[Written tasks]
**A.** In the commentary on illegal firearms below, reproduce verbatim the passage from "History always finds" to "purposes, including murder.".
**B.** Translate this sentence from the commentary on illegal firearms into Spanish: "Conflict mediation lessons had totally failed and young people, in particular, seemingly preferred to solve conflicts violently."
**C.** Extend the commentary on illegal firearms below, picking up after its final sentence.

[Excerpt provided]
━━━━

History always finds a way of repeating itself.
Take the question of how best to fight today’s proliferation of small arms into the country and the deadly spread of and use of firearms for criminal purposes, including murder.
Gun crime isn’t new here – or anywhere else in the Caribbean, for that matter. By the turn of the Century, guns had made their way onto the streets and into the hands of criminals in ways that worried all CARICOM governments, forcing national security ministers and police to find the best ways they could to address the matter.
Conflict mediation lessons had totally failed and young people, in particular, seemingly preferred to solve conflicts violently.
During its first two terms (1997-2006), the SLP administration, with then Senator Calixte George as Minister of Home Affairs and National Security, launched an innovative program of inviting persons with illegal firearms to submit them, with monetary reward and without prosecution.
The minister proudly periodically displayed the record hauls of illegal weapons and it was clear that illegal firearms were being traded-in by holders for cash.
But as the 2006 general elections approached, the program became the subject of partisan exchange, with the opposition UWP claiming it was a waste of time and money because, its propagandists claimed, the illegal firearms surrendered were being recycled by crooked cops who sold them to criminals, who then re-submitted them through the amnesty.
After the UWP won the 2006 general elections, it ended that gun amnesty, even though not saying exactly how it would replace it with a better mechanism.
Fast Forward 13 years and there are more guns than ever on the streets and in the hands of criminals. Illegal guns are easily available for purchase — and small arms (as well as not-so-small weapons) have become legal tender in the regional underworld as drug trade currency.
Earlier this week I read how the country is about to benefit from a new hi-tech approach to removing guns off the streets: by having containers arriving here from Miami loaded with the sort of camera technology that will trace illegal firearms contained therein.
That’s all well and good. But if this technology is only applied to ships leaving Miami or US ports heading for Saint Lucia, how about cargo from the UK and other countries?
And what about the non-containerized means of trafficking in small arms such as speedboats and other marine craft crafted for the region’s gun trade?
And what about the illegal firearms the police have been complaining of being associated with criminal Venezuelan arms traffickers taking advantage of the relative novelty of the police and national security mechanisms existing in Caribbean territories opening their doors and borders to those Venezuelans genuinely seeking better opportunities in greener pastures?

━━━━

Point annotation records

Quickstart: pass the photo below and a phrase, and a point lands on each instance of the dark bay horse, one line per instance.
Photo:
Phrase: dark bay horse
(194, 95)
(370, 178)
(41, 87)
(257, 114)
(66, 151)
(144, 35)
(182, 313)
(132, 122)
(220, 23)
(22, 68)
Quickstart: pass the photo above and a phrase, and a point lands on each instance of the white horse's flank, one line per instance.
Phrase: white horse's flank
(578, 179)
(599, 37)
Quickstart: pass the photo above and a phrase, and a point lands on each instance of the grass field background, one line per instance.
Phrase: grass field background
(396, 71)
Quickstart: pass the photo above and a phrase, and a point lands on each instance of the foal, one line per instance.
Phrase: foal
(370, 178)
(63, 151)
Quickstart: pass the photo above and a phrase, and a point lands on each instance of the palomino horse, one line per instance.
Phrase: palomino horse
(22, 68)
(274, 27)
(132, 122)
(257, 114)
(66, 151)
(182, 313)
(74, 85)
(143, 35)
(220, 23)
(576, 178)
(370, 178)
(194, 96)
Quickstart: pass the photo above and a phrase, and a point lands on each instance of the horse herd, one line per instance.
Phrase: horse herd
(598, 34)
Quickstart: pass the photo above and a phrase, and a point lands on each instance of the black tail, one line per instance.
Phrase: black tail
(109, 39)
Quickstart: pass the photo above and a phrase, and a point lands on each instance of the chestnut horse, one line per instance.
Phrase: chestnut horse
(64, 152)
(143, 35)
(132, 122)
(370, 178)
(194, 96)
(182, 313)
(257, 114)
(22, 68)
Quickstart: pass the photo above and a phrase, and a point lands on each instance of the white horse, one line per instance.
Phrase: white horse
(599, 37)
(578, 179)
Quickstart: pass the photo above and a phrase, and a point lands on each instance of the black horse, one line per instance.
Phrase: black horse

━━━━

[Final answers]
**A.**
History always finds a way of repeating itself.
Take the question of how best to fight today’s proliferation of small arms into the country and the deadly spread of and use of firearms for criminal purposes, including murder.

**B.** Las lecciones de mediación de conflictos habían fracasado por completo y los jóvenes, en particular, aparentemente preferían resolver los conflictos de forma violenta.

**C.**
And most of all: what about the illegal firearms that have been flooding the local market from near and far since the gun amnesty ended in 2006?
Well, this is where the revolving door of history applies again: The current Minister of National Security, who was a Deputy police Commissioner when the original gun amnesty was activated, also earlier this week disclosed that the current UWP administration is or has quietly revived or is reviving the gun amnesty.
The TV clip I saw of Senator Hermangild Francis making the disclosure did not disclose exactly whether the amnesty will involve payments and guarantees of no prosecution.
I haven’t heard, read or seen any other public disclosure about it. But if it’s the same program with the same intent of using the same mechanisms to achieve the same ultimate objective, then isn’t this one of many examples of one government realizing it may have taken a bad decision in an earlier life and humbly returning to correct it?
That would be a normal and proud admission in any other field of politics than practiced here and across the Caribbean, where some ruling parties see and treat Regime Change as nothing more than an opportunity to erase whatever made a preceding one look good — and paint or repaint inherited projects in their own images and likeness.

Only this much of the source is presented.